# [Request]
Copy the stretch of the records below from the line containing "obj=snow-covered ground | src=image_below" through the line containing "407,385 -> 426,407", replacing every "railing" with "fence" and changing nothing else.

# [Extracted data]
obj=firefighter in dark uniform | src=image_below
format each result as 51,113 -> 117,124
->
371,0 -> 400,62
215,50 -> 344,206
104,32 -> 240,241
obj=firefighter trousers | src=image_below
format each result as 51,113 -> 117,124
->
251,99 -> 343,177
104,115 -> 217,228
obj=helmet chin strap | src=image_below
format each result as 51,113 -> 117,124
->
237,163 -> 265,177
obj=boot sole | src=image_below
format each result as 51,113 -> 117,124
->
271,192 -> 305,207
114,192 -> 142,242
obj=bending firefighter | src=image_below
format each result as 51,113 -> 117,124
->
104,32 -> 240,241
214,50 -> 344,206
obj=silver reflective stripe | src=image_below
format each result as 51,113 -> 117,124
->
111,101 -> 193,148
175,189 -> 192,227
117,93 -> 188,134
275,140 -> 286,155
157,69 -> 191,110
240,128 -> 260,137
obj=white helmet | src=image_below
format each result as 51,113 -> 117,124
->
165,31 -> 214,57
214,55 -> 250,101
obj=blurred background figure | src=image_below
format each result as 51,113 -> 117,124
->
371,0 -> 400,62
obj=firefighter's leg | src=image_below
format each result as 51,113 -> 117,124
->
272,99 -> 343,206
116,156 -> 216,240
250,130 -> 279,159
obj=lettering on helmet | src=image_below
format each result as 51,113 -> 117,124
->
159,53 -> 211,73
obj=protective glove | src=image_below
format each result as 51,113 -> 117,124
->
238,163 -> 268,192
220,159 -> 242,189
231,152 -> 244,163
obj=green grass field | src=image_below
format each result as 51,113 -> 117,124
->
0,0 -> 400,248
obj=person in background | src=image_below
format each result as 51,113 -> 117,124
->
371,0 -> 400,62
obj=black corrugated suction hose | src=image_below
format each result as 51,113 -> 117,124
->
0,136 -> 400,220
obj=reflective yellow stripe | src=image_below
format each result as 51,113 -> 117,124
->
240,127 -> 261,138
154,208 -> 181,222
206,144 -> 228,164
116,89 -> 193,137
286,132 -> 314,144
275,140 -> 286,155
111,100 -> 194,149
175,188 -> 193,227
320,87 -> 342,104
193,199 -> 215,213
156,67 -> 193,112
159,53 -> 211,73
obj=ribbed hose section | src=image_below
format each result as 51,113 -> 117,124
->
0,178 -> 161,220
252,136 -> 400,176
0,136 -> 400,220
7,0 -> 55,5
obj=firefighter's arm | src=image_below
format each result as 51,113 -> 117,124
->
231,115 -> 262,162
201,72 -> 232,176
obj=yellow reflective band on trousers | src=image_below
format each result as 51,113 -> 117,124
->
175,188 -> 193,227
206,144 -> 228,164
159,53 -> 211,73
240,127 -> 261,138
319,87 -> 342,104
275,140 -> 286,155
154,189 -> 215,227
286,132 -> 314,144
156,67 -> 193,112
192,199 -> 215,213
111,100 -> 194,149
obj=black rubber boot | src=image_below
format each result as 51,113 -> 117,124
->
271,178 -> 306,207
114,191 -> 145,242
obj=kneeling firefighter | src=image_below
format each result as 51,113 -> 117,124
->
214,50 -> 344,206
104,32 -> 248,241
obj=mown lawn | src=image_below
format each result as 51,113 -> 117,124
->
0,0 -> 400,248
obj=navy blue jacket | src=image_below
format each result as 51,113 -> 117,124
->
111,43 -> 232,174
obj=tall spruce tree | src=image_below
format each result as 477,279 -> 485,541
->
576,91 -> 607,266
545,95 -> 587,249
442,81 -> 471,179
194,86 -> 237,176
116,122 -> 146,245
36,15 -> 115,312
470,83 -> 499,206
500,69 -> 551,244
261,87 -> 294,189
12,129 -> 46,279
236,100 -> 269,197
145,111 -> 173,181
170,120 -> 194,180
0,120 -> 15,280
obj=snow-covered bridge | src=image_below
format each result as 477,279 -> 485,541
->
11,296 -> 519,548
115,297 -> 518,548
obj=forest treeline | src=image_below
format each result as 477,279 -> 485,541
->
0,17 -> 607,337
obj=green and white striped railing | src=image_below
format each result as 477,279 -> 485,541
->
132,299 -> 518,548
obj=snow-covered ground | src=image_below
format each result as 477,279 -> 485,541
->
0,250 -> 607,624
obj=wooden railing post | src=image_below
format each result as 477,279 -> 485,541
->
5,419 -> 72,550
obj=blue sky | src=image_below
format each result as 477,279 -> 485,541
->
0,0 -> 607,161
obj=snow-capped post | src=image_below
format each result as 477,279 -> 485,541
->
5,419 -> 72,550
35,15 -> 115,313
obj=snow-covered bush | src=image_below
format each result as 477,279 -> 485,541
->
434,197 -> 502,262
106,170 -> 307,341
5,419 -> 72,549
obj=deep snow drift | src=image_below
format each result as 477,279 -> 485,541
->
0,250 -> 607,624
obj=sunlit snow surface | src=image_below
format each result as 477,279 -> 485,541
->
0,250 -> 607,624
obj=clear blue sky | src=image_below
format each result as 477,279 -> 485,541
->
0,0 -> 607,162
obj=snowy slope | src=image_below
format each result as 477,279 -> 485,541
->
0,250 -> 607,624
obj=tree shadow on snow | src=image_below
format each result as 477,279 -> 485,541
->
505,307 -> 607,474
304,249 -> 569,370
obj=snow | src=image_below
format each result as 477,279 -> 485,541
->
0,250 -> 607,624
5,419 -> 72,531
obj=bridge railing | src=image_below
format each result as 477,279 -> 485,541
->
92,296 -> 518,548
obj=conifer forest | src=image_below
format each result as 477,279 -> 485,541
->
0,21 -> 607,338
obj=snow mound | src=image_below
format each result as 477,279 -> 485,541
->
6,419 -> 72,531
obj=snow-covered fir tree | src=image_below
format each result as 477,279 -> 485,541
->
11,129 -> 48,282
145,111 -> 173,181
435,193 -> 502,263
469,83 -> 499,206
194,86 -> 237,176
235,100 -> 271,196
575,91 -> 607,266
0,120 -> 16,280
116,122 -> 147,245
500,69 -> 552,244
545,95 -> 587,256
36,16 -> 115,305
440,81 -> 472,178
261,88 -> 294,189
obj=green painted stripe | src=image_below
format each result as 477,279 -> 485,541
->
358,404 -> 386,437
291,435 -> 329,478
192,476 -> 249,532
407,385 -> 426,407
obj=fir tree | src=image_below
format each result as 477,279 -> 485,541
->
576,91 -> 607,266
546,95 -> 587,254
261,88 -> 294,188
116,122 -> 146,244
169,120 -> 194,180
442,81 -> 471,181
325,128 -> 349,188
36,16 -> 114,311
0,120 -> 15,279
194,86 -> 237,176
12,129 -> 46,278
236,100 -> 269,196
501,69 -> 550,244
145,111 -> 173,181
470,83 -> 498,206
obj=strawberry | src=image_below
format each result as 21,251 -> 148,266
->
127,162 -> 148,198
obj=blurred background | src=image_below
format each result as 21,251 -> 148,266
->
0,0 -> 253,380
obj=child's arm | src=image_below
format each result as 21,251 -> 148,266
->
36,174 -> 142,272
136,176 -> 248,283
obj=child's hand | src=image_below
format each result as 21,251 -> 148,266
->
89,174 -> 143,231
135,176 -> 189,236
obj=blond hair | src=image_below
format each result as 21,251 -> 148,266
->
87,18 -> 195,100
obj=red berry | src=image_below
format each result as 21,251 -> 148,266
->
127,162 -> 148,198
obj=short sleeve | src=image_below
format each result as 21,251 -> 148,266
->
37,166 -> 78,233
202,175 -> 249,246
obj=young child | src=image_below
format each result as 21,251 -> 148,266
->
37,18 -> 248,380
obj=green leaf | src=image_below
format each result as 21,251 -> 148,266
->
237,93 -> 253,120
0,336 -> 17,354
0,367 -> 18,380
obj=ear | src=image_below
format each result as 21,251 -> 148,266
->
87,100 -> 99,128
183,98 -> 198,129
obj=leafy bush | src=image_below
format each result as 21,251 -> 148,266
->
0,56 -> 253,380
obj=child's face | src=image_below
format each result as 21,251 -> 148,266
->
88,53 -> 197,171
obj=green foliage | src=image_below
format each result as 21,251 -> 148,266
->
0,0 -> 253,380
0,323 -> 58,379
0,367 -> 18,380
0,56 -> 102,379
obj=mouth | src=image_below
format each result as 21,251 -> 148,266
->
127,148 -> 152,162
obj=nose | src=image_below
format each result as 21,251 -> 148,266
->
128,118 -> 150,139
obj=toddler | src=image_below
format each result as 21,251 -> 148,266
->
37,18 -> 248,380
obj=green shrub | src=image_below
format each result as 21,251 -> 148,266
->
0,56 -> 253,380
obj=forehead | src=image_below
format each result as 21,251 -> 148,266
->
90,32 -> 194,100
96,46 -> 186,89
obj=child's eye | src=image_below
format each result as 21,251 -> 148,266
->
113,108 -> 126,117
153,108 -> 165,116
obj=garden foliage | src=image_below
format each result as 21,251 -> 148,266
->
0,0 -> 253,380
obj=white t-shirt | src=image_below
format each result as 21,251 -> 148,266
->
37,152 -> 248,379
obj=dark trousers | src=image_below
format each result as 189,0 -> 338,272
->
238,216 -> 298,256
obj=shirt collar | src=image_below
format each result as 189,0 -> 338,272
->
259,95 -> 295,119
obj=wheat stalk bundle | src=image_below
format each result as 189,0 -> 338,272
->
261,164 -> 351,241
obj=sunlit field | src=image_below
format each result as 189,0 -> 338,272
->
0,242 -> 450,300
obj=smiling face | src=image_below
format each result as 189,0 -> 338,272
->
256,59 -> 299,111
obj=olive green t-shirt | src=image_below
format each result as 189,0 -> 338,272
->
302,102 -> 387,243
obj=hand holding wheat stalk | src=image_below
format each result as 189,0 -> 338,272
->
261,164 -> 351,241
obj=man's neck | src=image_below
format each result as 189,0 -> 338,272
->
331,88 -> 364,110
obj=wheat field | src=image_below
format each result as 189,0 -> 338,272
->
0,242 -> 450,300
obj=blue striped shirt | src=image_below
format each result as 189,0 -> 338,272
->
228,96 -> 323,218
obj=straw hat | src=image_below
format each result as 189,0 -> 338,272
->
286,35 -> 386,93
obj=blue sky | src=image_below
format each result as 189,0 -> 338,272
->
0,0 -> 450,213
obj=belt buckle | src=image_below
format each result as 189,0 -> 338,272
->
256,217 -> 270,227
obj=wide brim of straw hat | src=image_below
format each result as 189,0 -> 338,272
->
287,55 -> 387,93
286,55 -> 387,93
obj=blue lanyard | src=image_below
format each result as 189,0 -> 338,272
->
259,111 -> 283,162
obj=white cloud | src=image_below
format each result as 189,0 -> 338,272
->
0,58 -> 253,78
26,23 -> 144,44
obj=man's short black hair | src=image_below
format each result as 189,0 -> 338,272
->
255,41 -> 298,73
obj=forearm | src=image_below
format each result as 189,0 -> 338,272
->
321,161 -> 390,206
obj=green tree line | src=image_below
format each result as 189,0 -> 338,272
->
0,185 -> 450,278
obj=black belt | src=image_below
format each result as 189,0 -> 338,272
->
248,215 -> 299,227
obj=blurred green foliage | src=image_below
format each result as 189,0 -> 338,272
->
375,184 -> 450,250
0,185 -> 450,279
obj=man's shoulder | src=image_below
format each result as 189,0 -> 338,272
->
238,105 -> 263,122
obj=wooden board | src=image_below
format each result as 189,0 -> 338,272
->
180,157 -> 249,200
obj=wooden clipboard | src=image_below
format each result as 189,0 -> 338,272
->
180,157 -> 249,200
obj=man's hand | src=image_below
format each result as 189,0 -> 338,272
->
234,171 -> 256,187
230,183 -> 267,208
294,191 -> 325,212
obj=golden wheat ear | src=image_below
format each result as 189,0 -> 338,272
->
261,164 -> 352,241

# [Output of the exercise]
obj=snow-covered ground | src=image_below
format each result as 477,279 -> 485,541
->
0,250 -> 607,624
obj=wooden fence post | src=image_below
format each result as 477,279 -> 485,541
->
5,419 -> 72,550
obj=blue sky | src=image_below
format each result as 477,279 -> 485,541
->
0,0 -> 607,161
obj=snow-capped post | src=image_below
format each result as 477,279 -> 485,541
->
5,419 -> 72,550
35,15 -> 115,313
obj=snow-covered bush | src=image_below
format each result as 477,279 -> 485,541
->
434,197 -> 502,262
106,170 -> 307,341
5,419 -> 72,549
obj=deep snow drift | src=image_below
format each result as 477,279 -> 485,541
->
0,250 -> 607,624
obj=sunlit snow surface | src=image_below
format each result as 477,279 -> 485,541
->
0,250 -> 607,624
obj=clear blue sky | src=image_below
format each result as 477,279 -> 485,541
->
0,0 -> 607,162
obj=snowy slope | src=image_below
format each result as 477,279 -> 485,541
->
0,250 -> 607,624
obj=tree shadow on snow | src=image_below
format each result as 477,279 -> 485,541
->
505,307 -> 607,474
304,249 -> 569,370
obj=snow | src=image_below
format each result as 477,279 -> 485,541
->
0,250 -> 607,624
5,419 -> 72,531
obj=bridge fence | src=image_below
format each result as 477,279 -> 485,541
->
92,296 -> 518,548
obj=conifer forest | src=image_below
format each result as 477,279 -> 485,541
->
0,21 -> 607,338
obj=snow mound | src=image_below
format each result as 477,279 -> 485,541
->
6,419 -> 72,531
obj=snow-covered fir tree | src=image_below
format each result as 477,279 -> 485,541
->
11,129 -> 48,282
145,111 -> 173,181
435,193 -> 502,263
469,83 -> 499,206
194,86 -> 237,176
235,100 -> 271,196
575,91 -> 607,266
0,120 -> 16,280
116,122 -> 147,245
500,69 -> 552,244
545,95 -> 587,256
36,16 -> 115,305
440,81 -> 472,178
261,88 -> 294,189
obj=green painted stripe | src=image_below
format each result as 477,279 -> 485,541
->
358,404 -> 386,437
291,435 -> 329,478
192,476 -> 249,532
407,385 -> 426,407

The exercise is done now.